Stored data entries
----

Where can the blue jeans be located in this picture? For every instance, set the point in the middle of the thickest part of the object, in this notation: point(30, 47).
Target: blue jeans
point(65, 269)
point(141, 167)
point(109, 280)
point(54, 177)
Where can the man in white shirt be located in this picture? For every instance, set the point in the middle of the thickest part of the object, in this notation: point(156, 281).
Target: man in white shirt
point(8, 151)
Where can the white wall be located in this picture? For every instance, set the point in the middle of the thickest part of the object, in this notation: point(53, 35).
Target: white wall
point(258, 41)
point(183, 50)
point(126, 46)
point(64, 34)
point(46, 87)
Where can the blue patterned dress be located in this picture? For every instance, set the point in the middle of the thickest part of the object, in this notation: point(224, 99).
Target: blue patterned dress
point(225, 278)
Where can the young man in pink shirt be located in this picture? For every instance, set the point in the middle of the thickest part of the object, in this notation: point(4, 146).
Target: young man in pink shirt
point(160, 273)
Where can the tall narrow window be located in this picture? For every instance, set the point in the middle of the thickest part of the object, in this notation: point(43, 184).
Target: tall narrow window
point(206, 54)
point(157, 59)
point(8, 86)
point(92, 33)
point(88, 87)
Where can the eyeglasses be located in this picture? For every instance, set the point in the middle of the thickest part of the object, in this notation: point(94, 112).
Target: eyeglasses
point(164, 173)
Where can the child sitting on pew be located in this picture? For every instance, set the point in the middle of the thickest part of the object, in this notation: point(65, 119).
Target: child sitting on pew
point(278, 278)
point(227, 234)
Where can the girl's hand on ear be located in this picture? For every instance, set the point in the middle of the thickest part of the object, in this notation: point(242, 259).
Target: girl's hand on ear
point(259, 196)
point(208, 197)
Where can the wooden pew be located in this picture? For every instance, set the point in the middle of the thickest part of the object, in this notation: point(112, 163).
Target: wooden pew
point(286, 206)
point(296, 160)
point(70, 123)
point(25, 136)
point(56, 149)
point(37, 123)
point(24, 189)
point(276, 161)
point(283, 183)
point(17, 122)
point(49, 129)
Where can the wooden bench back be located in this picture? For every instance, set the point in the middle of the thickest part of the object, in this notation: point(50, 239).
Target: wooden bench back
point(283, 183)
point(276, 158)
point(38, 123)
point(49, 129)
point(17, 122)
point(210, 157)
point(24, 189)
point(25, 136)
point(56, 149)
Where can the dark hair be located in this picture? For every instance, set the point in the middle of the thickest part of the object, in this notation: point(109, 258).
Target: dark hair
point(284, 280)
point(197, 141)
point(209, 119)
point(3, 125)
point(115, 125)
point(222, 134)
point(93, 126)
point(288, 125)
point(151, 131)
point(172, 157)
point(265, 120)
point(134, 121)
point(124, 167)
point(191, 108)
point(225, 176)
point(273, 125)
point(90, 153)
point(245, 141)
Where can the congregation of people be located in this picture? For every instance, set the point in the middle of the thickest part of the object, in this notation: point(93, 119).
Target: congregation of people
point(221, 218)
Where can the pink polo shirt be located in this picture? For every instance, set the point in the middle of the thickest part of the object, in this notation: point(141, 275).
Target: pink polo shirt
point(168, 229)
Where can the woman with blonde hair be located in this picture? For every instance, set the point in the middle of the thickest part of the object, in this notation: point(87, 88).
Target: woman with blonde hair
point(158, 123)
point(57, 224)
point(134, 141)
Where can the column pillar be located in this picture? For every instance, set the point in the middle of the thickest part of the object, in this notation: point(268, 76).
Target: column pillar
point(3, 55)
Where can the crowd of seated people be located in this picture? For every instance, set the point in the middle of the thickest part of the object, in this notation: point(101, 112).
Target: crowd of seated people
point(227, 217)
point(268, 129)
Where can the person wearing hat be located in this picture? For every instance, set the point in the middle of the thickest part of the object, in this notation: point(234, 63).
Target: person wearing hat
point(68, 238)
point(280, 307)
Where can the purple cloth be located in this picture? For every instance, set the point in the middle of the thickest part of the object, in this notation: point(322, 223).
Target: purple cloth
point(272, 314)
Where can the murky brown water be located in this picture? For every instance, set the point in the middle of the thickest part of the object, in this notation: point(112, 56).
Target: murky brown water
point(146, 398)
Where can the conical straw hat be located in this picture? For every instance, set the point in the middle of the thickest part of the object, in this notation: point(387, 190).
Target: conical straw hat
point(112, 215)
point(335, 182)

----

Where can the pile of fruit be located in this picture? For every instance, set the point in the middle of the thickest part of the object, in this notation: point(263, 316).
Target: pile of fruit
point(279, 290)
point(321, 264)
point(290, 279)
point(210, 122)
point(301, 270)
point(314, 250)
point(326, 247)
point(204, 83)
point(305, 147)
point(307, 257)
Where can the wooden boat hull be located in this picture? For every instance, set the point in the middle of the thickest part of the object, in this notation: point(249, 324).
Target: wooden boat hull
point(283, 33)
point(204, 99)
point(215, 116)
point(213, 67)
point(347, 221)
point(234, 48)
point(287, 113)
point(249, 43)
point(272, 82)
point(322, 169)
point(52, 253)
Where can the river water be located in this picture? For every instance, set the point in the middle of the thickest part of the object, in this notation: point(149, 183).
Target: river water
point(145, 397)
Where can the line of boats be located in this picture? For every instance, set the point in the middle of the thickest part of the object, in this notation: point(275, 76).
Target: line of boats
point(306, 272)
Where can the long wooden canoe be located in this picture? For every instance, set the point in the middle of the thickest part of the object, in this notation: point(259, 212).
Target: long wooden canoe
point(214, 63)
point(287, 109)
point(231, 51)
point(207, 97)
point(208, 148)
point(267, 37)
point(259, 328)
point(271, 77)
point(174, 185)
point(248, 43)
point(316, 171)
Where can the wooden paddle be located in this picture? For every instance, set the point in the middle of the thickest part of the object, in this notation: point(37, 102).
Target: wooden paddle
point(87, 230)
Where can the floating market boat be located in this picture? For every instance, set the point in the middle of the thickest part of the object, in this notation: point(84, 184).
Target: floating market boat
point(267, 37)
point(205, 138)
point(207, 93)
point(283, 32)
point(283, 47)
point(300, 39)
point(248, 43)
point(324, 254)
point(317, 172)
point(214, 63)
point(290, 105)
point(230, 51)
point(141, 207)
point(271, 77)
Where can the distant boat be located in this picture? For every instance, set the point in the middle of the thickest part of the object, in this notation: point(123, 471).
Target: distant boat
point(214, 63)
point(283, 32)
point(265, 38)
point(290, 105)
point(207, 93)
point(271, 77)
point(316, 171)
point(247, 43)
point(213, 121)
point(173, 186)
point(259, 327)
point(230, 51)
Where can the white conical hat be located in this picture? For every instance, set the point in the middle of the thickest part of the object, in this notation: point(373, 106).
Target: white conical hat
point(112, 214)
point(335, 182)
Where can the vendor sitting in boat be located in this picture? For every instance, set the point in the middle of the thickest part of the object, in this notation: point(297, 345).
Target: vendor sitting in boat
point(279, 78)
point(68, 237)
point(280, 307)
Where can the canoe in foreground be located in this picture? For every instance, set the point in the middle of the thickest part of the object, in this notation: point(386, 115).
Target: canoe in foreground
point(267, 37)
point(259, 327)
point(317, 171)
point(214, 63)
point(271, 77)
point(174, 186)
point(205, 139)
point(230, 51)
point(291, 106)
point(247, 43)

----

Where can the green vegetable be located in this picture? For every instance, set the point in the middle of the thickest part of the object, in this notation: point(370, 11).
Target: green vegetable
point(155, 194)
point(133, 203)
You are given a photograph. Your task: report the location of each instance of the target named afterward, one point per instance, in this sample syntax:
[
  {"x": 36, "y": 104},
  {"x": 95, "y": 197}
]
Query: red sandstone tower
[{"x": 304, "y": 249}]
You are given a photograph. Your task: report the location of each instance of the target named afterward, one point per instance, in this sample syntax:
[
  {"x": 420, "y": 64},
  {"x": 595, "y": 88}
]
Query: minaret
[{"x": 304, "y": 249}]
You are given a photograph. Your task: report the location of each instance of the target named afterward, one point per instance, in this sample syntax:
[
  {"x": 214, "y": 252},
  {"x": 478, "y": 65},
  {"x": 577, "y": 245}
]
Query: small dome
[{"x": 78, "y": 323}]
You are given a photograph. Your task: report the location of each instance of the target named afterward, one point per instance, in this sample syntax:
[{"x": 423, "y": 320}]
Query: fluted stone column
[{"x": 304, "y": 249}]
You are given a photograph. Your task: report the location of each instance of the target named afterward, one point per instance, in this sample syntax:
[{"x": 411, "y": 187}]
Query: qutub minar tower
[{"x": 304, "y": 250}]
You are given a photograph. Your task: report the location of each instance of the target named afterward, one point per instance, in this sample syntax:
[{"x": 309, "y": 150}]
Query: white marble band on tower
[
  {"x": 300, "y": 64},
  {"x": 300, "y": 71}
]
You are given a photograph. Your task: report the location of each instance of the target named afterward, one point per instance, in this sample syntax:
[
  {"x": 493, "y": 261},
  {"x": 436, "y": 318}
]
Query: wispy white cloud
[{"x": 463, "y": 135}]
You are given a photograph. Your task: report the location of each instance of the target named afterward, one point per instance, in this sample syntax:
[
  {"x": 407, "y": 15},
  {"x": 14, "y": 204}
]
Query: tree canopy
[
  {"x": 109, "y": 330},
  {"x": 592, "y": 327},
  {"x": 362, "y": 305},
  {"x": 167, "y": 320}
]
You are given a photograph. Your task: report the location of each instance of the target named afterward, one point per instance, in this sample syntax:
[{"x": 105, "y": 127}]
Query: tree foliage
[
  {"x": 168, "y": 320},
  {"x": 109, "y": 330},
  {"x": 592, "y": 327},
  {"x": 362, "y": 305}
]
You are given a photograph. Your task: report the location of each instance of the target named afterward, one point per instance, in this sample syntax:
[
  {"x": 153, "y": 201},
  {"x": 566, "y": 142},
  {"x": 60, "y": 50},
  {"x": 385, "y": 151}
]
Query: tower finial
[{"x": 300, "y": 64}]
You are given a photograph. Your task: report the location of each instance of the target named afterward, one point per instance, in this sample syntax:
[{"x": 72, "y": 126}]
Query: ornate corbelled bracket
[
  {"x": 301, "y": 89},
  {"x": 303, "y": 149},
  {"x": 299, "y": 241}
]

----

## Exercise aim:
In the data above, find the line that contains "Target: crowd of seated people" and the line that contains "Where can the person". Repeat exactly those lines and every line between them, and only those.

## Output for this task:
Target: crowd of seated people
point(227, 217)
point(268, 129)
Where can the person wearing hat be located in this picture? For every instance, set the point in the middle of the thickest part of the object, in this notation: point(234, 63).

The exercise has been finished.